_Prompt_: From the line that includes "Keypoint rule: one marker on every instance of the brown" to the last line of the records, inclusive, repeat each line exactly.

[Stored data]
________________________
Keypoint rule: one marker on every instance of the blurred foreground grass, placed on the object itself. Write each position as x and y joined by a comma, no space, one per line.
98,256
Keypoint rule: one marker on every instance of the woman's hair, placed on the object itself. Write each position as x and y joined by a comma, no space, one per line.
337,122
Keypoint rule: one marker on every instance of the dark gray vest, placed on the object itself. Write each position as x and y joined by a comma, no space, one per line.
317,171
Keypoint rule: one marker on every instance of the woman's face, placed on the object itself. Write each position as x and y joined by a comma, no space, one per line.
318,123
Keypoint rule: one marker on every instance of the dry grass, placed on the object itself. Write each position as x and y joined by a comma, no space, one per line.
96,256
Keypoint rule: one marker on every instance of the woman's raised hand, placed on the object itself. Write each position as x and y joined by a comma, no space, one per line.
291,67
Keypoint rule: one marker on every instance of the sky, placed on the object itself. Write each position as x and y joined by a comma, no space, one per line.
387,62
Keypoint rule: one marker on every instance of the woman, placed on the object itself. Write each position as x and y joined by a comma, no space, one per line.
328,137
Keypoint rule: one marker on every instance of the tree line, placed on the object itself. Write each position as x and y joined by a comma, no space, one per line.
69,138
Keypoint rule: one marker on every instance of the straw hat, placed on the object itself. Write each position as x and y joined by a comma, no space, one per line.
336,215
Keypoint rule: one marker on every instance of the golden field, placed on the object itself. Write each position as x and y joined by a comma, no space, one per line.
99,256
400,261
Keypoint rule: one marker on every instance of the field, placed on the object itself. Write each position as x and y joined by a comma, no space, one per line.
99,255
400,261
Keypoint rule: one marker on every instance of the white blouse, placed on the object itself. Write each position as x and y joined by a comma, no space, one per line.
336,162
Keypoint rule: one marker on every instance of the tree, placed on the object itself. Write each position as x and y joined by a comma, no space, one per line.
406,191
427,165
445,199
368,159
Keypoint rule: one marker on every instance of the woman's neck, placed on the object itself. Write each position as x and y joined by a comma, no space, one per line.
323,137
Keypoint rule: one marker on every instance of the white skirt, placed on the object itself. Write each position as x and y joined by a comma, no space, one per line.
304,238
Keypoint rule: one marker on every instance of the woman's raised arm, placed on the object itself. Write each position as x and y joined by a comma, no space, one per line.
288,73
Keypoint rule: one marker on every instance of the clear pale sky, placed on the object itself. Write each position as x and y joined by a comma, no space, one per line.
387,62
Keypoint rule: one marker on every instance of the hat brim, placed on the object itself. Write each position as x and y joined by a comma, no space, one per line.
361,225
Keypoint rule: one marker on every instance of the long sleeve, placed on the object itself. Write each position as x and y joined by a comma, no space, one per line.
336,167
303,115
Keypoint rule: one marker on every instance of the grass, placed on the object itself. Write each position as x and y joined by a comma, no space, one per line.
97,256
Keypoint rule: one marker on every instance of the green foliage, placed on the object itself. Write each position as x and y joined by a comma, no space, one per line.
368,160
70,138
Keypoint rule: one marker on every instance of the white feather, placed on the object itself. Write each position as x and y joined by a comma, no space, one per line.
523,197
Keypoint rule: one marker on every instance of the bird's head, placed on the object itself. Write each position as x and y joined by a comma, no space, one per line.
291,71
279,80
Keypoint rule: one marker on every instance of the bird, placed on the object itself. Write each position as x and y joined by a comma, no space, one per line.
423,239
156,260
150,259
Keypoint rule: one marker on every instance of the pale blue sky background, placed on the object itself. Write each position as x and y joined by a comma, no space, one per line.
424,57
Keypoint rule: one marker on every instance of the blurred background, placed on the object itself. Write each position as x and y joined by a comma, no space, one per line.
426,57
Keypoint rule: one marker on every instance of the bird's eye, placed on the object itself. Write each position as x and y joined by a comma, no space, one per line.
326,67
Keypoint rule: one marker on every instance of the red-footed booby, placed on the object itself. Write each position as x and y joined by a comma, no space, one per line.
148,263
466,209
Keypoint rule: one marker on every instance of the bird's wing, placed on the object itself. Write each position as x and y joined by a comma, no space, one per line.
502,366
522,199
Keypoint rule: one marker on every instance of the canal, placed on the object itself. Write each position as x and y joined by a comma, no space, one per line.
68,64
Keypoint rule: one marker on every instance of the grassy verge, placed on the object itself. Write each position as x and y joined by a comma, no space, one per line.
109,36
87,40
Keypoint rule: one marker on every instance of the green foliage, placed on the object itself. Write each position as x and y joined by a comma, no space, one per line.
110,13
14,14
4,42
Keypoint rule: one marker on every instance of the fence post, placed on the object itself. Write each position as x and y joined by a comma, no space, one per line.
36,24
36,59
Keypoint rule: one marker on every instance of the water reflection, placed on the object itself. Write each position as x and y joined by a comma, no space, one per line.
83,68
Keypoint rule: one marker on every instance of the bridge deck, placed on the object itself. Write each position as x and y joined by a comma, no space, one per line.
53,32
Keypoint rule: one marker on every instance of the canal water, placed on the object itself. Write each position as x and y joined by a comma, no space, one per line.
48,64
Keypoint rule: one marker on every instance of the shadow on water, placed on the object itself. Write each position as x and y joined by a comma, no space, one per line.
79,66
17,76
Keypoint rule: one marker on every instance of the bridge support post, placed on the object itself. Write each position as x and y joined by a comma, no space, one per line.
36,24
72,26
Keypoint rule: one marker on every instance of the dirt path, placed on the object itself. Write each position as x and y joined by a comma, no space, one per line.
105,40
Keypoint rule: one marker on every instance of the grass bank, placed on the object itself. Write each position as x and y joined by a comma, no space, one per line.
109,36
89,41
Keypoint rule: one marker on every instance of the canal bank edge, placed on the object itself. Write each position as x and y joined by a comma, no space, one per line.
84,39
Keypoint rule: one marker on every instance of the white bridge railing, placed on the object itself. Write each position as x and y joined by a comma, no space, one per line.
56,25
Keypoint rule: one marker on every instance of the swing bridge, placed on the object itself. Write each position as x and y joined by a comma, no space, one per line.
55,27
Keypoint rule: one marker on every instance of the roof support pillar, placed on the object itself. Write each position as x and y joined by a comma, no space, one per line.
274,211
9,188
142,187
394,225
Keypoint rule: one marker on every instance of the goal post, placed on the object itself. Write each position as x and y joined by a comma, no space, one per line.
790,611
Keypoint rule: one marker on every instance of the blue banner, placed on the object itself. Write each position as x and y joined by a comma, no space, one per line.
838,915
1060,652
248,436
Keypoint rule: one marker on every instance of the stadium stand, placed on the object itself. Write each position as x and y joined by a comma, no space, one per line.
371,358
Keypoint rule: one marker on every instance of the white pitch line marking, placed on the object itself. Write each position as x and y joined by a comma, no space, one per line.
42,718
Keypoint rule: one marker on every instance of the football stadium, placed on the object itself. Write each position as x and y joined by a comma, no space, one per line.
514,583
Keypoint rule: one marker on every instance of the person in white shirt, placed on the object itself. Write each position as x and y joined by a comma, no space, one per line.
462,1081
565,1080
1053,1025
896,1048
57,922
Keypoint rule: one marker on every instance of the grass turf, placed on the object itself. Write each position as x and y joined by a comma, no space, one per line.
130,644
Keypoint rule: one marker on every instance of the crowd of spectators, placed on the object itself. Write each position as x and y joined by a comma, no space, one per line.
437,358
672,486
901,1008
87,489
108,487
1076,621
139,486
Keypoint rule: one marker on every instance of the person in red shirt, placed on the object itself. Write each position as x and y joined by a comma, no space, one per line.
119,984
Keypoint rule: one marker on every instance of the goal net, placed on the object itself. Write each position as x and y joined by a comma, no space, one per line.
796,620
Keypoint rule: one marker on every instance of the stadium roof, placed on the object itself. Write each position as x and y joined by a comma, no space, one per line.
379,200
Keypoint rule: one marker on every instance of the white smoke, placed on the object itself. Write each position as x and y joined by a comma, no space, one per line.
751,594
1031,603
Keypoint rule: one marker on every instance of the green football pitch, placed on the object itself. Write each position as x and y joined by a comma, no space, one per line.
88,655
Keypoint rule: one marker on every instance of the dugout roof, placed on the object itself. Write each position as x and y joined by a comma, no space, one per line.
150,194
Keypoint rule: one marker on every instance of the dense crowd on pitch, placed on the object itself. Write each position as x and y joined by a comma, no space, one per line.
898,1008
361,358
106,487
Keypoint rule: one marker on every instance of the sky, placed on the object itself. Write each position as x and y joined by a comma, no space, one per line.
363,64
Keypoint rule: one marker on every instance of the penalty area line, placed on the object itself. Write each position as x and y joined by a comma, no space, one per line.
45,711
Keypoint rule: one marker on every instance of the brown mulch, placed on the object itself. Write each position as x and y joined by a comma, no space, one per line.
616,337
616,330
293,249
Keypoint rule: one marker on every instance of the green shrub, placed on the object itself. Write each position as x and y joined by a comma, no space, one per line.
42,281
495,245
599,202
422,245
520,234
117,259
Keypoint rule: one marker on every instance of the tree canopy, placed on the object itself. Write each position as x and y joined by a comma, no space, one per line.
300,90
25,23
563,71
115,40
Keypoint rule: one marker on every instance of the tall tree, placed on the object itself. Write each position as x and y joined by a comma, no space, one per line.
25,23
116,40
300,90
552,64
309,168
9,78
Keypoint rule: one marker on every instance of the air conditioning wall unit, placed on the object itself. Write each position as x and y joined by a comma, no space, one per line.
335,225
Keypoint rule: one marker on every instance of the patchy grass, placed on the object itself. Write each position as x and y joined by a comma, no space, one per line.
________________________
_Response below_:
Keypoint rule: one marker on every instance of the brown mulch, placed on the object itself. Write each position as x and y joined by a comma, no space, one per line.
616,337
616,330
293,249
Keypoint rule: one marker on every instance of the green shrub, placed on the object itself. Write each position as x and y joined by a comma, no space, one per line.
42,281
495,245
599,202
422,245
520,234
117,259
Keypoint rule: one marker on every instance of the tree canopy, placed on the object itself. Write each position as x and y joined by a comma, no space, one per line.
300,90
25,23
563,71
115,40
Keypoint rule: one marker on every instance of the tall tree, placed on the object itself. Write each position as x and y joined by a comma, no space, one per line.
25,23
116,40
300,90
552,64
309,168
9,78
Keypoint rule: one marker on every instance of the air conditioning wall unit, placed on the object itself. Write each position as x and y joined by a comma, no space, one per line.
335,225
Keypoint rule: one marker on every instance of the patchy grass, placed on the object itself. Write each position as x and y joined by a comma, no space, one per line.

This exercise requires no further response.